In exact form, please repeat the records from their opening line down to the line with "locate the woman's", including that line.

○ ○ ○ ○

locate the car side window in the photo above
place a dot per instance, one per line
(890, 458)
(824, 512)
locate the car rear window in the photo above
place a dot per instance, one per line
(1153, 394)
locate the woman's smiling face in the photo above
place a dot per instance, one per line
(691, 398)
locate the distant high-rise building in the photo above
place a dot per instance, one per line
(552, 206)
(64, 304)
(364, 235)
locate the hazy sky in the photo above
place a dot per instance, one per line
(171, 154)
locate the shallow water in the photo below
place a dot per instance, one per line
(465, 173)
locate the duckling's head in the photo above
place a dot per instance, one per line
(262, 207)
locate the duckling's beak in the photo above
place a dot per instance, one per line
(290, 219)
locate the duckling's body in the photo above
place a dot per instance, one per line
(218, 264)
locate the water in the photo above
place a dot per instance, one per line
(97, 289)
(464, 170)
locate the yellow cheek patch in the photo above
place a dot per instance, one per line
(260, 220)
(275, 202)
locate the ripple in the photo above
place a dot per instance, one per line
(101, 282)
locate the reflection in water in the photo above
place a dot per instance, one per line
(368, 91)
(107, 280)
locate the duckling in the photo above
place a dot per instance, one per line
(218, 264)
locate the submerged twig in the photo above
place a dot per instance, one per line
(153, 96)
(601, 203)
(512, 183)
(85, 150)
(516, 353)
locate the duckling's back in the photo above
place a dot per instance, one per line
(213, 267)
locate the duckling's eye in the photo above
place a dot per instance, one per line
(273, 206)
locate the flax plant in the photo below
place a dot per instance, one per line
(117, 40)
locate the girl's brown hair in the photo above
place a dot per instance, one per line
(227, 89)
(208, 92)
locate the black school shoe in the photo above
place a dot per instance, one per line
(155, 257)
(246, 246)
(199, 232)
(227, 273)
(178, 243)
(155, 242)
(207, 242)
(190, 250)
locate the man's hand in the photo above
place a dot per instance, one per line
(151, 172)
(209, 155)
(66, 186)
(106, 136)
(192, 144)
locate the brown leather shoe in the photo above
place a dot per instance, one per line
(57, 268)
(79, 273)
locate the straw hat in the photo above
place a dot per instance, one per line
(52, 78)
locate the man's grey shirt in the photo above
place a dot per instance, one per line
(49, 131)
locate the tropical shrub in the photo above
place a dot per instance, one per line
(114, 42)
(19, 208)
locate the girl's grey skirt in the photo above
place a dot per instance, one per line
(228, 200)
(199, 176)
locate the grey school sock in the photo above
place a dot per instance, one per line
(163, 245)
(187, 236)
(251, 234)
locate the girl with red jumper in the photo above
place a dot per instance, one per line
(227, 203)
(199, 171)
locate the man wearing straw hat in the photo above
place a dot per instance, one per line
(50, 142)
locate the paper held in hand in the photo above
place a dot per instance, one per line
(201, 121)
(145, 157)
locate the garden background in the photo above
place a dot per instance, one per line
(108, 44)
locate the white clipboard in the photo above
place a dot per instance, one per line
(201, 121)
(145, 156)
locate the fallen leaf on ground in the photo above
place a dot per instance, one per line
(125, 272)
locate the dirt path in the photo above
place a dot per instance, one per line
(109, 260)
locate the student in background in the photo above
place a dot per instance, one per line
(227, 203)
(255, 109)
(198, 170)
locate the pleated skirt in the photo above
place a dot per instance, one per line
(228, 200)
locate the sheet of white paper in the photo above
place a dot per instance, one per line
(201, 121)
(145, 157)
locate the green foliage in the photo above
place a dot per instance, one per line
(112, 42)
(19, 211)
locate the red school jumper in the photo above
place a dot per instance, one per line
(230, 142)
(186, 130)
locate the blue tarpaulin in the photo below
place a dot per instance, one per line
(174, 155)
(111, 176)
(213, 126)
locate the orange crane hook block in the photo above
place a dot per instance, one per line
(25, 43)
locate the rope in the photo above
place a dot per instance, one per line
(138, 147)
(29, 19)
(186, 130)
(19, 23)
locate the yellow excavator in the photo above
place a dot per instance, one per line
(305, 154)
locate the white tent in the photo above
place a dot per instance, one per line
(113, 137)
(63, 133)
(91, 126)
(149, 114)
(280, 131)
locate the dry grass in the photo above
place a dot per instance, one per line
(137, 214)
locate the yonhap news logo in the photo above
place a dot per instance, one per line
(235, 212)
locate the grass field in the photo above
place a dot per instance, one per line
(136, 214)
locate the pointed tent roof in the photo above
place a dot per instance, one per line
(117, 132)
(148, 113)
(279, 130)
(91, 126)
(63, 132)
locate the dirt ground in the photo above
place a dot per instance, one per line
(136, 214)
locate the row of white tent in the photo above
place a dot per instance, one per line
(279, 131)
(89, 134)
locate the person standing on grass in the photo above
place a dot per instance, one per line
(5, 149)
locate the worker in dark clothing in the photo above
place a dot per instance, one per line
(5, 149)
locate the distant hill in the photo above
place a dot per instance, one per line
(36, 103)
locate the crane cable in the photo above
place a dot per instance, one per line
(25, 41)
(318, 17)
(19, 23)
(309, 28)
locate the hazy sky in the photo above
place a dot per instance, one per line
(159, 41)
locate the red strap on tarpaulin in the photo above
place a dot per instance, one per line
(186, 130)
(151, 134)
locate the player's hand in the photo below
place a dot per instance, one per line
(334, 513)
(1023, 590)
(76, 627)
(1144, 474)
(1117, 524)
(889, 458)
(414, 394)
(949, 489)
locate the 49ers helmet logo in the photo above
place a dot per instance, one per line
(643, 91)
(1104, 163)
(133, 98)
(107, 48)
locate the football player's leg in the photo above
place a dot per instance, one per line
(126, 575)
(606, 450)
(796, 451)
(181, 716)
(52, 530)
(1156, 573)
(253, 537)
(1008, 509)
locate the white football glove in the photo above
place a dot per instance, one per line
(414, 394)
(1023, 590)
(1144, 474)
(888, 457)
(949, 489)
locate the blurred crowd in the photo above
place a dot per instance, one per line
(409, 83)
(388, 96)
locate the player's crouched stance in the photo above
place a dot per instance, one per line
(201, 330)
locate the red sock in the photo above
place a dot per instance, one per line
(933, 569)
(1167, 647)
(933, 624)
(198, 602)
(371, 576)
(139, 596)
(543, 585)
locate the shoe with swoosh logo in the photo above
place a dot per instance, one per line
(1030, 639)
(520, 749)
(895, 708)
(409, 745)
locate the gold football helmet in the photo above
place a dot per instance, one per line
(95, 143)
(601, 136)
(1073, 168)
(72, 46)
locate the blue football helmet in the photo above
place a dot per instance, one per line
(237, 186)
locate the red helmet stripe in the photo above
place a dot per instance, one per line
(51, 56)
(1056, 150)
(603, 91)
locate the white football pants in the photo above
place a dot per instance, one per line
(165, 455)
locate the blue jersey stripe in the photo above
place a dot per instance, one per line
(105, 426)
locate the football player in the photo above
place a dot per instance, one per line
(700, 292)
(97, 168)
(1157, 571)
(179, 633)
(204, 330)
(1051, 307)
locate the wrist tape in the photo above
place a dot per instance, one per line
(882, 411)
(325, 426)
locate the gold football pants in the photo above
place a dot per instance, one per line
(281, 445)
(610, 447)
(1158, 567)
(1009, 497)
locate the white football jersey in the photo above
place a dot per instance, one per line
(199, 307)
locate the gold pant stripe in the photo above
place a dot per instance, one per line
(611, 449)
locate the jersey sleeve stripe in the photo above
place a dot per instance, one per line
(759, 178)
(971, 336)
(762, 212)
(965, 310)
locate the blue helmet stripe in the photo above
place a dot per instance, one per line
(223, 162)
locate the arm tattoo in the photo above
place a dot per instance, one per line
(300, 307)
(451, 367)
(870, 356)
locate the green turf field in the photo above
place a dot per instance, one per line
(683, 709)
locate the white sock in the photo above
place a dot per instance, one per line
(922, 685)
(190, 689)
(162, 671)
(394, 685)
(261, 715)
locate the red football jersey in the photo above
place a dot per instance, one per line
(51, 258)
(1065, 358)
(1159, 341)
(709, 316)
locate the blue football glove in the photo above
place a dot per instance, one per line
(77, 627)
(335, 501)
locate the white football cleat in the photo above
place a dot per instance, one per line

○ ○ ○ ○

▸ **SOLUTION TO THE EXERCISE**:
locate the car side window in the photo above
place a dot per instance, one per line
(890, 458)
(824, 512)
locate the car rear window in the photo above
place a dot per instance, one per line
(1153, 394)
locate the woman's smiling face in the photo above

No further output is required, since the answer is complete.